> **What needs to be done**:
Starting at the line that has "In this exercise you will spot each instance of the distant" and stopping after the last row, rewrite the rows below with their requests, multiplying every point coordinate in the answers by 1.4 and rounding to whole numbers (halves go up). Leave the requests' wording and numbers as they are, and leave out the pictures.

(Recorded data)
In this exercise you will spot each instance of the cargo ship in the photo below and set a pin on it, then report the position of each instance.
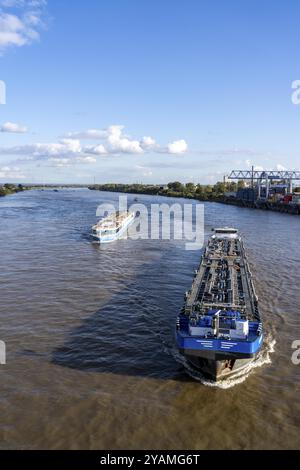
(219, 330)
(112, 227)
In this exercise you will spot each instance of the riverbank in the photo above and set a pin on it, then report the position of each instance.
(8, 189)
(214, 193)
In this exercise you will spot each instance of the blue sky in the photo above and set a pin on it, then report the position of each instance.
(147, 91)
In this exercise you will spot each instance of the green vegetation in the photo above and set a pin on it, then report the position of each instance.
(214, 192)
(7, 189)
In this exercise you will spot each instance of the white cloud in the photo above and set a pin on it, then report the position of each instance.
(145, 171)
(69, 150)
(95, 149)
(115, 142)
(21, 27)
(178, 147)
(12, 127)
(91, 134)
(11, 173)
(148, 143)
(121, 143)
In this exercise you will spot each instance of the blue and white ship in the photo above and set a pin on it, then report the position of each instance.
(219, 330)
(112, 227)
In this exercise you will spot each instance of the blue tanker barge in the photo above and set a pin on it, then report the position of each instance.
(219, 330)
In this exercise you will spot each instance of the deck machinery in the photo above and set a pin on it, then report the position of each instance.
(219, 330)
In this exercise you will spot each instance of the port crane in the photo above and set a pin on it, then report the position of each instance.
(266, 176)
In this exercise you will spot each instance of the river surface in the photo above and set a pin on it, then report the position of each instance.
(89, 333)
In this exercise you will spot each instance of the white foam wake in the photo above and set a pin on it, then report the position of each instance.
(263, 358)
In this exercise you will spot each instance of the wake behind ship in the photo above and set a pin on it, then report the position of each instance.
(219, 330)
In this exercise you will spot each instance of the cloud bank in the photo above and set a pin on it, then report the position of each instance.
(20, 22)
(70, 149)
(13, 128)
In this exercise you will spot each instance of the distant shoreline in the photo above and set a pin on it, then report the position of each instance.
(218, 198)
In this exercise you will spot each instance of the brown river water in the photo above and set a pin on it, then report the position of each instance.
(89, 332)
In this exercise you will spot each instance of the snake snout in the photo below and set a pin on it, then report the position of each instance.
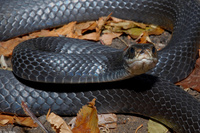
(140, 58)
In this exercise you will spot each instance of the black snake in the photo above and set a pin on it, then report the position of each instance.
(149, 94)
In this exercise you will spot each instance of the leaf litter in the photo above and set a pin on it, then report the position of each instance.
(105, 30)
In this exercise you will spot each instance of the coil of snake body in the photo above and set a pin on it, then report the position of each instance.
(152, 94)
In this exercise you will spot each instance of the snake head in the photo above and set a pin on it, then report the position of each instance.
(140, 58)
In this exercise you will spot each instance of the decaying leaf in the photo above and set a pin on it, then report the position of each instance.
(58, 124)
(155, 127)
(108, 37)
(23, 121)
(92, 28)
(87, 120)
(104, 120)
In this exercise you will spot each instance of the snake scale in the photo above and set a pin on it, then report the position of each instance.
(152, 94)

> **Solution for this task**:
In this exercise you will spot each instance of the distant shoreline in the photo above and set a pin on it, then report the position of each instance.
(305, 277)
In this exercise you will spot each instance of the brown river water in the photo above and set a pin on it, then report the position of each instance.
(125, 465)
In this exercise you will spot each instance of the snake snout in the photo below and set a pin on it, then report the position of each instance.
(196, 81)
In this exercise you will spot each instance of the black snake in the photo above and set a pin on it, then report the position of each instance.
(209, 132)
In this exercise you will spot each instance of the leaf litter in the photo above and set a pin on it, then report the position of each instance.
(147, 42)
In this exercise you will spot each instance of the coil of snake body in the photo above and set a pin on it, then report the position of each instance.
(213, 132)
In this exercise you will spot each instance of the snake head in the photo above and set a pin on it, then report the position of each instance.
(196, 81)
In this exercise you will spot each instance of the decaying leaf in the photo above and set a pin on it, then report the position of each instance.
(81, 174)
(217, 178)
(151, 52)
(32, 169)
(129, 39)
(122, 168)
(146, 168)
In this exercise you will spot each instance of the snake scale in the photo above and set a pin on it, then report the position of each instance.
(213, 132)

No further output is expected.